| Exercise prompt |
From the records below, please print only the lines from the one containing "The pointer SHOULD" through the one containing "Target: airbus a340 airplane", both included. Skip the pictures.

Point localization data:
--- START ---

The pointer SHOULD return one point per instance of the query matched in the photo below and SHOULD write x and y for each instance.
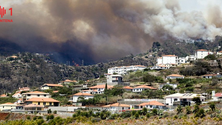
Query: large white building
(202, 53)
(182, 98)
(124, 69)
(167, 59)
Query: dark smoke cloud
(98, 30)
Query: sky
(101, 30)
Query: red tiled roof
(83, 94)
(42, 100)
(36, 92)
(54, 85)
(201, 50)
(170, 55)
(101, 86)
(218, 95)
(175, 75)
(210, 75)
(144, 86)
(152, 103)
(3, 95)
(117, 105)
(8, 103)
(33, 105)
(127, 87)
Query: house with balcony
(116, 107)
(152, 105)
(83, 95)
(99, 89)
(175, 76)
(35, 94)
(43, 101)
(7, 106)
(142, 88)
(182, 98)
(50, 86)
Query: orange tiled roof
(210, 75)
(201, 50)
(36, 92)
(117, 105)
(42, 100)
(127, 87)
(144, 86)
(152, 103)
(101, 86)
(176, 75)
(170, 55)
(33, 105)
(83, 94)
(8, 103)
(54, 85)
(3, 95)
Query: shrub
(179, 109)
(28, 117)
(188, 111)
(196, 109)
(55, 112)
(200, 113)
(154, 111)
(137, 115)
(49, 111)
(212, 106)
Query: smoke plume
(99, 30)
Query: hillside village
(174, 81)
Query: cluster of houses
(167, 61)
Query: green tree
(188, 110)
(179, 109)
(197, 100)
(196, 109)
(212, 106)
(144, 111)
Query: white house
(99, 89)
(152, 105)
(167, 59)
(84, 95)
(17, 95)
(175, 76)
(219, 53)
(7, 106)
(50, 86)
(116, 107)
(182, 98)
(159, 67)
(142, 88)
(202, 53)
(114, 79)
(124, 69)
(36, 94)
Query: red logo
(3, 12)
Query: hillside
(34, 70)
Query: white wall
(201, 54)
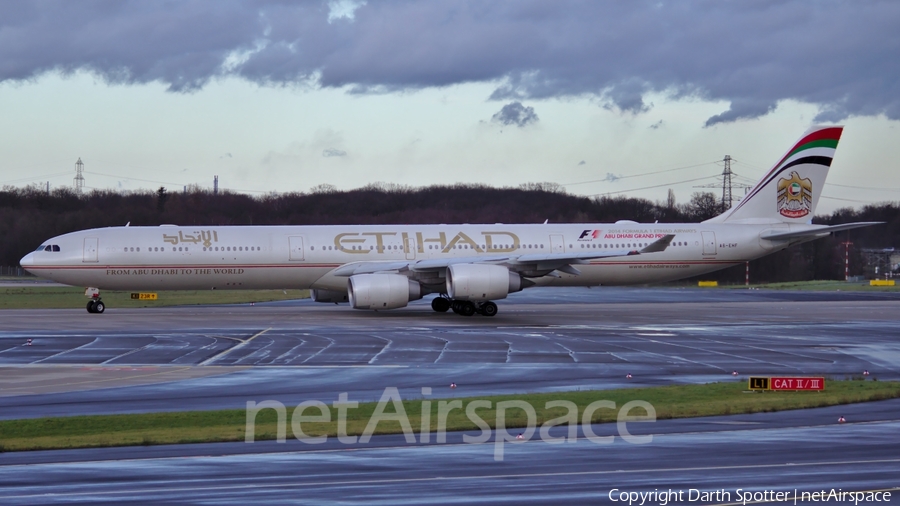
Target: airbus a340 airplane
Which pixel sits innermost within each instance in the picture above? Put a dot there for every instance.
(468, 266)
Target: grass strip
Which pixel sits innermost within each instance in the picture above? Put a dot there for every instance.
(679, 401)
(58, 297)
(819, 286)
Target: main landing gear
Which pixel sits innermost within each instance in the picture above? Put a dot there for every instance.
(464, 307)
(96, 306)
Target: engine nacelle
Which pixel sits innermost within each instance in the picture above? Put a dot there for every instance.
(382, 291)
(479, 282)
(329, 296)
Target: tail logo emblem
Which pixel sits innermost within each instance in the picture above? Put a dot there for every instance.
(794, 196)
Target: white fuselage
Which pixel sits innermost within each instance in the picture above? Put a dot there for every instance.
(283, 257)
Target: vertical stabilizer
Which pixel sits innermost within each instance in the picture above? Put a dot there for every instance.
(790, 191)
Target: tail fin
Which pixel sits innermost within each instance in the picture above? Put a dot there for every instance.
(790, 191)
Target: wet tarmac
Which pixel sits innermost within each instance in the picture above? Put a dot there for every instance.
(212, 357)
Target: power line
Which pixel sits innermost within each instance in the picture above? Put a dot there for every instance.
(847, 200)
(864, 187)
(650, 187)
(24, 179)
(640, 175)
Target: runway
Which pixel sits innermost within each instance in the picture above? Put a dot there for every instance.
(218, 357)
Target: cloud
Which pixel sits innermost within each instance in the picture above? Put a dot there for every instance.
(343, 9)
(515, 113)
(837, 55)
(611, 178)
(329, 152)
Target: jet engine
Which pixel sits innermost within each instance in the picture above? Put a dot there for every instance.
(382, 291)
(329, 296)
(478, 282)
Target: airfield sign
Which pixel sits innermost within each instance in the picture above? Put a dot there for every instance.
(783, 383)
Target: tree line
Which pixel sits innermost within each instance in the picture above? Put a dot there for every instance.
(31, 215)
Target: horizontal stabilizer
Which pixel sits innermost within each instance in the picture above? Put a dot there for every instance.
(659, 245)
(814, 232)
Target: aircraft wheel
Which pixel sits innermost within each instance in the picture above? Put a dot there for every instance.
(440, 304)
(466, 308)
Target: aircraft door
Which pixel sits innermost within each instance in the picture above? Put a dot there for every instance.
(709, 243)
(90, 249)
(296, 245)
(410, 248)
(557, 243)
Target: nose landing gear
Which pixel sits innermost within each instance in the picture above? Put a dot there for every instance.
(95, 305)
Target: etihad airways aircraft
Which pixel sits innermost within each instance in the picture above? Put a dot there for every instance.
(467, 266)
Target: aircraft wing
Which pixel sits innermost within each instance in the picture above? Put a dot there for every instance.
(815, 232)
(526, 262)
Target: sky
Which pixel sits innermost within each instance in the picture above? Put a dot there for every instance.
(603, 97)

--- END ---
--- START ---

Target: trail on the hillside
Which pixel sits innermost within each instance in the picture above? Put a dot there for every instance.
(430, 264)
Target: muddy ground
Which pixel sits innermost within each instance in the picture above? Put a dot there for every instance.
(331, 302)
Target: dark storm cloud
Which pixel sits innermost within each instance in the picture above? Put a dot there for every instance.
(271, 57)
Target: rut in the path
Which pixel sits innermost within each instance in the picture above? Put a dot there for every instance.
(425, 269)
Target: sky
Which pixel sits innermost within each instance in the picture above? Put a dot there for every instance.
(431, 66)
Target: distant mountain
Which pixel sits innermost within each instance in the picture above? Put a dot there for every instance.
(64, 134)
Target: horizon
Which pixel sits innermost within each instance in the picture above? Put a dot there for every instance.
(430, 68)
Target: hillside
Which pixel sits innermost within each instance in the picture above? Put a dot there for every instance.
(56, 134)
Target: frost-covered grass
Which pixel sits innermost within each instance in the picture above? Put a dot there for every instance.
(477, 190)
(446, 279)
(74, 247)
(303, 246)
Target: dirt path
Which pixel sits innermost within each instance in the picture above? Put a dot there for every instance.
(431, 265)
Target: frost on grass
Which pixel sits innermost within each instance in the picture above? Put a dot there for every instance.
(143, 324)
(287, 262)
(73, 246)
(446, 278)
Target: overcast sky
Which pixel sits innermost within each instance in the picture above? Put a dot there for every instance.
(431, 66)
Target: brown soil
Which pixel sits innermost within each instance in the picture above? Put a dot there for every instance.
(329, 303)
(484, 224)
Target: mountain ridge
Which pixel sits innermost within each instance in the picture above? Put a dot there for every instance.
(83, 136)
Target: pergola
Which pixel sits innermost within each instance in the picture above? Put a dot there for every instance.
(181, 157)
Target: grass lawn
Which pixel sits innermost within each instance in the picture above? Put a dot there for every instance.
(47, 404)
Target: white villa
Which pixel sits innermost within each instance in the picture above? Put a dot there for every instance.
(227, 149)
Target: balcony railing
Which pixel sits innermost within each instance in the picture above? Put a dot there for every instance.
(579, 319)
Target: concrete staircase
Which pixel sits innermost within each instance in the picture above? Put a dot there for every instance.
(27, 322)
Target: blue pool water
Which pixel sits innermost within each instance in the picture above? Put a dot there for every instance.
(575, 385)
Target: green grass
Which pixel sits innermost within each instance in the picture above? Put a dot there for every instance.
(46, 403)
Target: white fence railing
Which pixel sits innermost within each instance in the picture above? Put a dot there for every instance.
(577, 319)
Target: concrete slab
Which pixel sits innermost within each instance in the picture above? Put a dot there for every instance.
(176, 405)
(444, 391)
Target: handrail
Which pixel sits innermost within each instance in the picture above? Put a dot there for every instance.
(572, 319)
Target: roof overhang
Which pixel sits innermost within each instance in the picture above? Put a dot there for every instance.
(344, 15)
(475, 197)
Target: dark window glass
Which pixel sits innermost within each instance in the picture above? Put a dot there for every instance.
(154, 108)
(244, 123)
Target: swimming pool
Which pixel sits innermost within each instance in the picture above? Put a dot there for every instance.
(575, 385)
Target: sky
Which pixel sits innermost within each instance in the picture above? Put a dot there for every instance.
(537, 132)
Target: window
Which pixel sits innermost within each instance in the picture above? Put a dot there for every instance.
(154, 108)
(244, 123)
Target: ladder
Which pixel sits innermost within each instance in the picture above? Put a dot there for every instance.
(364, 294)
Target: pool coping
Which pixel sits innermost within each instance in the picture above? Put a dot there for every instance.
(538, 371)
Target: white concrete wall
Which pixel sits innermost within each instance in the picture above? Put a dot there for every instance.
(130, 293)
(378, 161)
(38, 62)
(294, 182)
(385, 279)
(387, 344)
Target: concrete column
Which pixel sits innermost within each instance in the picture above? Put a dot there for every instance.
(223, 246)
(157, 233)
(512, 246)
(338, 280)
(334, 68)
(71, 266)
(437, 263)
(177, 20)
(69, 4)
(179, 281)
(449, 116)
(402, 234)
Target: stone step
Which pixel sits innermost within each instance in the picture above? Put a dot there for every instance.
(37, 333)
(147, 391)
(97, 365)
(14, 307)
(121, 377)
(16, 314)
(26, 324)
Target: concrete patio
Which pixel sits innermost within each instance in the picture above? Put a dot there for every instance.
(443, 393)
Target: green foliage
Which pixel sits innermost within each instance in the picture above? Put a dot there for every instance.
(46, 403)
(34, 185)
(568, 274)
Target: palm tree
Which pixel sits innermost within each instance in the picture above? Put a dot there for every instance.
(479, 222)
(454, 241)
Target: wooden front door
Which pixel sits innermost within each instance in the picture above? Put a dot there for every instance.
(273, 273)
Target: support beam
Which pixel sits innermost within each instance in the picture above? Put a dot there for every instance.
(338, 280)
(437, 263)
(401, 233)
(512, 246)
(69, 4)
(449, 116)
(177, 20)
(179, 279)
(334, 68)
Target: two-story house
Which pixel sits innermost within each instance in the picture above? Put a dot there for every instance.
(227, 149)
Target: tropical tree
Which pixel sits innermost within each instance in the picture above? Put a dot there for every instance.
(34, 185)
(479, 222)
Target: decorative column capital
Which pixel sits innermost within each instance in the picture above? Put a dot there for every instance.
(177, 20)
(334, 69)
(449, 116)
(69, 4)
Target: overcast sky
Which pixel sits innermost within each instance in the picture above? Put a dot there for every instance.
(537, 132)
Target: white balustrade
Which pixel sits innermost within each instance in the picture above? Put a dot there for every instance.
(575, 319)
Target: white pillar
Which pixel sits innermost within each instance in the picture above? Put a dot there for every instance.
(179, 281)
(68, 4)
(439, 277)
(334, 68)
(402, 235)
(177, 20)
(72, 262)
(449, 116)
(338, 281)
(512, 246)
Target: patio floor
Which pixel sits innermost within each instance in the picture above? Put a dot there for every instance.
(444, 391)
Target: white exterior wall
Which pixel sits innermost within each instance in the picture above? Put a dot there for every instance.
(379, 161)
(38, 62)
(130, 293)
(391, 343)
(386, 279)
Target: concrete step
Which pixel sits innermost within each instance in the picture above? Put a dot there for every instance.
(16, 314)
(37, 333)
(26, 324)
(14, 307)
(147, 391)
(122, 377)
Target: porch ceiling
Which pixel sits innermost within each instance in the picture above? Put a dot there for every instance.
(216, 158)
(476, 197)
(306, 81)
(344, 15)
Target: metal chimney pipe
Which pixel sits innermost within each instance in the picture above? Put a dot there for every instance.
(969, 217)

--- END ---
--- START ---

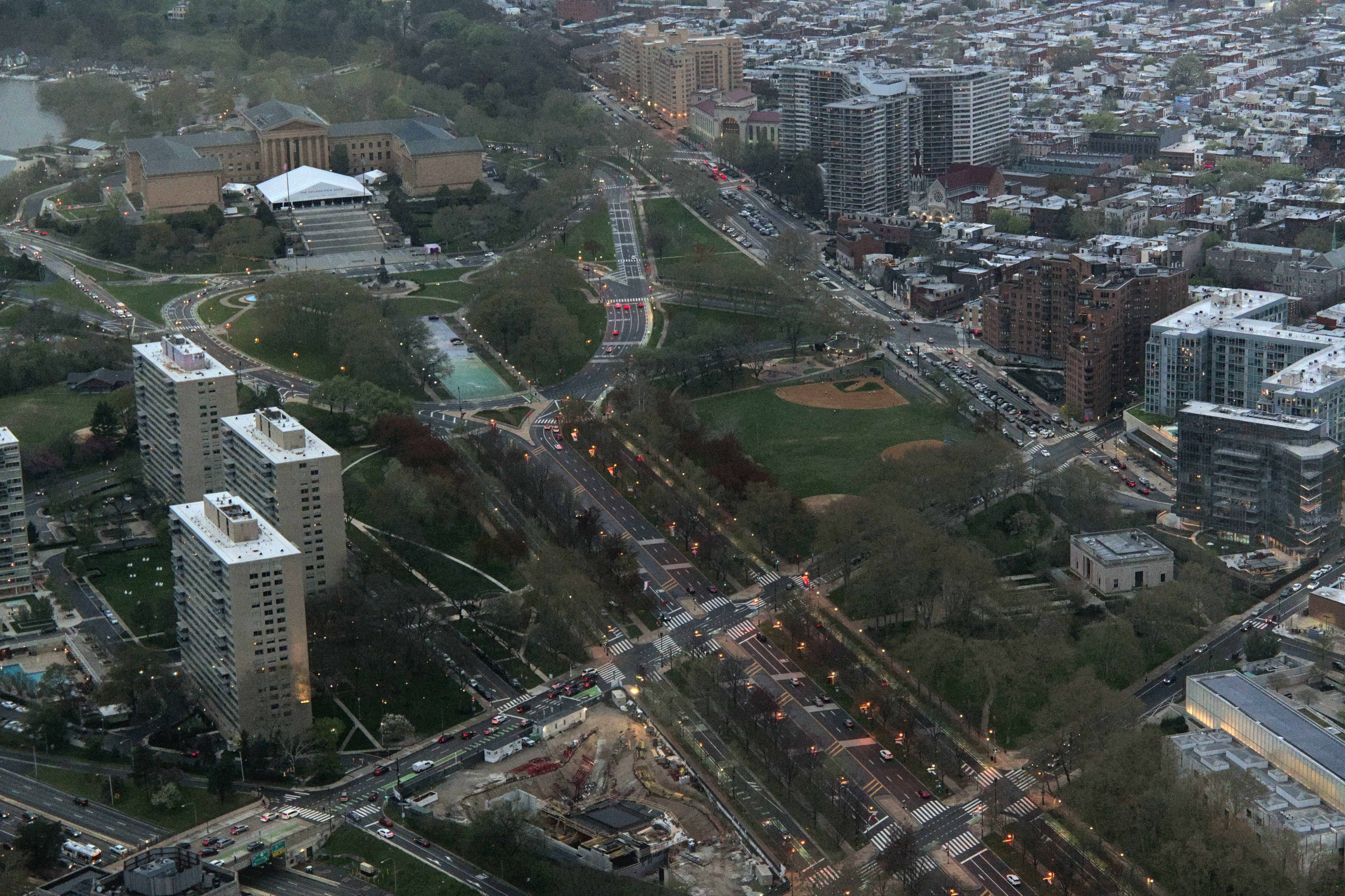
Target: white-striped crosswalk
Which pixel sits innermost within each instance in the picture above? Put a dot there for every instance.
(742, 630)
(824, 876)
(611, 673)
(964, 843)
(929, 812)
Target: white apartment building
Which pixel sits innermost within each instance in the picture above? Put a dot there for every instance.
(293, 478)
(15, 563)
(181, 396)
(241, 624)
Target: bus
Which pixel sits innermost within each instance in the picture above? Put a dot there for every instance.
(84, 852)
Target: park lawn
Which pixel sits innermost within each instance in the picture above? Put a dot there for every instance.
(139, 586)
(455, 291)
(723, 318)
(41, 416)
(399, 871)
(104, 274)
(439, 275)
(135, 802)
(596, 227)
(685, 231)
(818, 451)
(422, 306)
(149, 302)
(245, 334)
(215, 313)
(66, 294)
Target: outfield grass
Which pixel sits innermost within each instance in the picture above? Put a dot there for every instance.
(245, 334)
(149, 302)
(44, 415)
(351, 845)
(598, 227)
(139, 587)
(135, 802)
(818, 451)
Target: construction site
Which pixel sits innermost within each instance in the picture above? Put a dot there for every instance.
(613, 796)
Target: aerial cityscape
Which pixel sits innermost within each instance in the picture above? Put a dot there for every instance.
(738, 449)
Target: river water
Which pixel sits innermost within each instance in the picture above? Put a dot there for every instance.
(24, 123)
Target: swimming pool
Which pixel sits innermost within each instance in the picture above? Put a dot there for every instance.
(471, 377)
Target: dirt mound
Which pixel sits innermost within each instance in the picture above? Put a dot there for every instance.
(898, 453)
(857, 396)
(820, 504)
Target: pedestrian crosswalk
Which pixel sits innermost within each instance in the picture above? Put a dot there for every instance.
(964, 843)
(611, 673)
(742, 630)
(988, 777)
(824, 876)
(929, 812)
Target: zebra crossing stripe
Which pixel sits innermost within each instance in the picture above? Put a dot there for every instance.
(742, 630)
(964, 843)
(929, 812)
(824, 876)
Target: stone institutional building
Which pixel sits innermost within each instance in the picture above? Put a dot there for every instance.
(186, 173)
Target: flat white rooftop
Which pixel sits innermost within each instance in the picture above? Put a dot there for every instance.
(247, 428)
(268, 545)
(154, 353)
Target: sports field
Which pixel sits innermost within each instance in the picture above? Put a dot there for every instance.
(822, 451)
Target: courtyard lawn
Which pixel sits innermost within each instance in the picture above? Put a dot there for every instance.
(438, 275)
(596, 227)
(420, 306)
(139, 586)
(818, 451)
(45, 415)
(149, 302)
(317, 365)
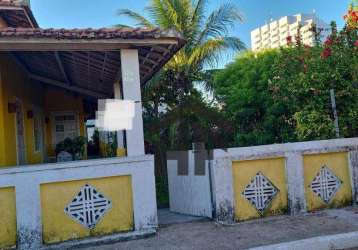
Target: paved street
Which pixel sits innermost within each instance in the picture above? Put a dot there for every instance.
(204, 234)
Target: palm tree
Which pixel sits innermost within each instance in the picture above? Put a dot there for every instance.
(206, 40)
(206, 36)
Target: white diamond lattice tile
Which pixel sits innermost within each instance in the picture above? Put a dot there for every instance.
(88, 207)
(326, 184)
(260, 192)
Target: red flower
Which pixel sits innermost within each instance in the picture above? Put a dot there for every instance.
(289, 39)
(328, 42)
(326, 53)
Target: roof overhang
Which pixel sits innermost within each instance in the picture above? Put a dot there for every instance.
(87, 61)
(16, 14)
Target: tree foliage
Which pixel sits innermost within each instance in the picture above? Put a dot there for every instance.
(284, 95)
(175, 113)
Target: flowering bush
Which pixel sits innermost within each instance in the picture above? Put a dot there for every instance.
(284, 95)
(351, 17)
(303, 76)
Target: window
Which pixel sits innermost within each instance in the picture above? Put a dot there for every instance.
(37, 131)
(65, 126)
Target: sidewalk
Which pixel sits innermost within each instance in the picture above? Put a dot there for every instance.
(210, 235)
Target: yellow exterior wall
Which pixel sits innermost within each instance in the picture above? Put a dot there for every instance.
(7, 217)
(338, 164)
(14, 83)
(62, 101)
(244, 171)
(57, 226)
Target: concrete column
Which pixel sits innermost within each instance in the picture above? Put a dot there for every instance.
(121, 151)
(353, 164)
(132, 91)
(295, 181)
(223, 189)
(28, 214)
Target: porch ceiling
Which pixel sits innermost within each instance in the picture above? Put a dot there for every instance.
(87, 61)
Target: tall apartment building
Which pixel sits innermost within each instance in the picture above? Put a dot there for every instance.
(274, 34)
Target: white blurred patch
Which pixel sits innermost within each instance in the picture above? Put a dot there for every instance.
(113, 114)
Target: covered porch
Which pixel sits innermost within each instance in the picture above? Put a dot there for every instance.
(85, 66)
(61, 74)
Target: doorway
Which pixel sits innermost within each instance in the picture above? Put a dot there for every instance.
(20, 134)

--- END ---

| Finished exercise |
The pointer SHOULD return one point per instance of the query matched in the photo below and SHOULD write x and y for each instance.
Query: large white building
(202, 53)
(182, 98)
(124, 69)
(167, 59)
Query: dark smoke cloud
(98, 30)
Query: sky
(101, 30)
Query: red tiled roof
(83, 94)
(42, 100)
(36, 92)
(54, 85)
(201, 50)
(170, 55)
(101, 86)
(218, 95)
(175, 75)
(210, 75)
(144, 86)
(152, 103)
(3, 95)
(117, 105)
(8, 103)
(33, 105)
(127, 87)
Query: house with balcony
(116, 107)
(152, 105)
(83, 95)
(99, 89)
(175, 76)
(35, 94)
(43, 101)
(7, 106)
(142, 88)
(182, 98)
(50, 86)
Query: orange tiled roof
(210, 75)
(201, 50)
(36, 92)
(117, 105)
(42, 100)
(127, 87)
(144, 86)
(152, 103)
(101, 86)
(176, 75)
(170, 55)
(33, 105)
(83, 94)
(8, 103)
(54, 85)
(3, 95)
Query: shrub
(179, 109)
(28, 117)
(188, 111)
(196, 109)
(55, 112)
(200, 113)
(154, 111)
(137, 115)
(49, 111)
(212, 106)
Query: smoke plume
(99, 30)
Query: hillside village
(174, 81)
Query: cluster of houses
(167, 61)
Query: green tree
(188, 110)
(179, 109)
(197, 100)
(196, 109)
(212, 106)
(144, 111)
Query: white house
(99, 89)
(152, 105)
(167, 59)
(84, 95)
(17, 95)
(175, 76)
(219, 53)
(7, 106)
(50, 86)
(116, 107)
(182, 98)
(159, 67)
(142, 88)
(202, 53)
(114, 79)
(124, 69)
(36, 94)
Query: red logo
(3, 12)
Query: hillside
(34, 70)
Query: white wall
(201, 54)
Target: airbus a340 airplane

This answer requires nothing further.